- Text under study:
Start of Block


  The third paper, “Signal Processing Techniques for 5G: An Overview,” gives an overview of the main signal⁃processing techniques being developed for 5G wireless communications. At the beginning of this paper, the author reviews six orthogonal and non⁃orthogonal waveform⁃generation and modulation schemes: generalized frequency⁃division multiplexing (GFDM), filter bank multi⁃carrier (FBMC) transmission, universal filtered multicarrier (UFMC) transmission, bi⁃orthogonal frequency division multiplexing (BFDM), sparse code multiple access (SCMA) and non⁃orthogonal multiple access (NOMA). Then, the author discusses spatial signal processing algorithms and implementations of massive multiple⁃input multiple⁃output (massive MIMO), 3D beamforming and diversity, and multiplexing based on orbital angular momentum (OAM). The author also briefly reviews aspects of signal processing for other emerging techniques in 5G, such as millimeter wave, cloud radio access networks, full duplex mode, and digital RF processing.

End of Block

- Image-grounded pointing data:
Start of Block

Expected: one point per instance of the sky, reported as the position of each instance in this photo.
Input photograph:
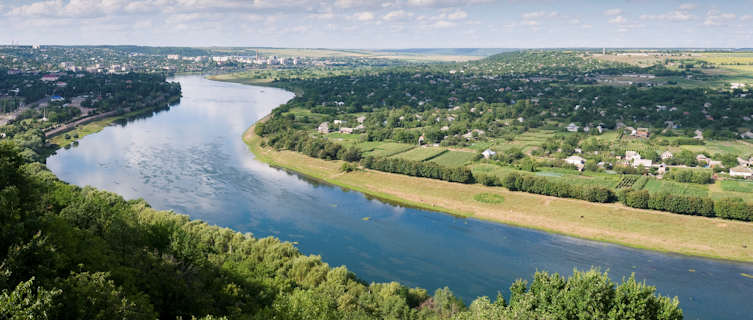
(387, 24)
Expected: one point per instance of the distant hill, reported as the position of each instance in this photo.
(480, 52)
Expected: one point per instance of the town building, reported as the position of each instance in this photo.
(740, 171)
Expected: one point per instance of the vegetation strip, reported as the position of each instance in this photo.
(698, 236)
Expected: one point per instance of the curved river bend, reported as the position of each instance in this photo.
(191, 159)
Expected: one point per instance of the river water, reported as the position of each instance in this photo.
(191, 159)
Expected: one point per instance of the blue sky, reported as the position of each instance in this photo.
(381, 24)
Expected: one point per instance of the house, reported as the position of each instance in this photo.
(630, 156)
(577, 161)
(741, 171)
(642, 133)
(642, 162)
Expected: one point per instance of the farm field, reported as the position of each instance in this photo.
(383, 149)
(454, 158)
(676, 188)
(420, 154)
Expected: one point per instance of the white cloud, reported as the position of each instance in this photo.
(539, 14)
(613, 12)
(457, 15)
(364, 16)
(397, 15)
(618, 20)
(715, 18)
(676, 15)
(441, 24)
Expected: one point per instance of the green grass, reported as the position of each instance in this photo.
(454, 158)
(737, 186)
(489, 198)
(676, 188)
(421, 154)
(383, 149)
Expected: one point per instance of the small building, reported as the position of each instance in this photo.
(641, 133)
(631, 156)
(741, 171)
(577, 161)
(642, 162)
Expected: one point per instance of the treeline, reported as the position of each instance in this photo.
(541, 185)
(80, 253)
(301, 142)
(729, 208)
(426, 169)
(690, 176)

End of Block

- Instructions to follow: Reproduce the complete paragraph on 5G signal-processing techniques, character for character, without any alteration.

- Answer for this exercise:

  The third paper, “Signal Processing Techniques for 5G: An Overview,” gives an overview of the main signal⁃processing techniques being developed for 5G wireless communications. At the beginning of this paper, the author reviews six orthogonal and non⁃orthogonal waveform⁃generation and modulation schemes: generalized frequency⁃division multiplexing (GFDM), filter bank multi⁃carrier (FBMC) transmission, universal filtered multicarrier (UFMC) transmission, bi⁃orthogonal frequency division multiplexing (BFDM), sparse code multiple access (SCMA) and non⁃orthogonal multiple access (NOMA). Then, the author discusses spatial signal processing algorithms and implementations of massive multiple⁃input multiple⁃output (massive MIMO), 3D beamforming and diversity, and multiplexing based on orbital angular momentum (OAM). The author also briefly reviews aspects of signal processing for other emerging techniques in 5G, such as millimeter wave, cloud radio access networks, full duplex mode, and digital RF processing.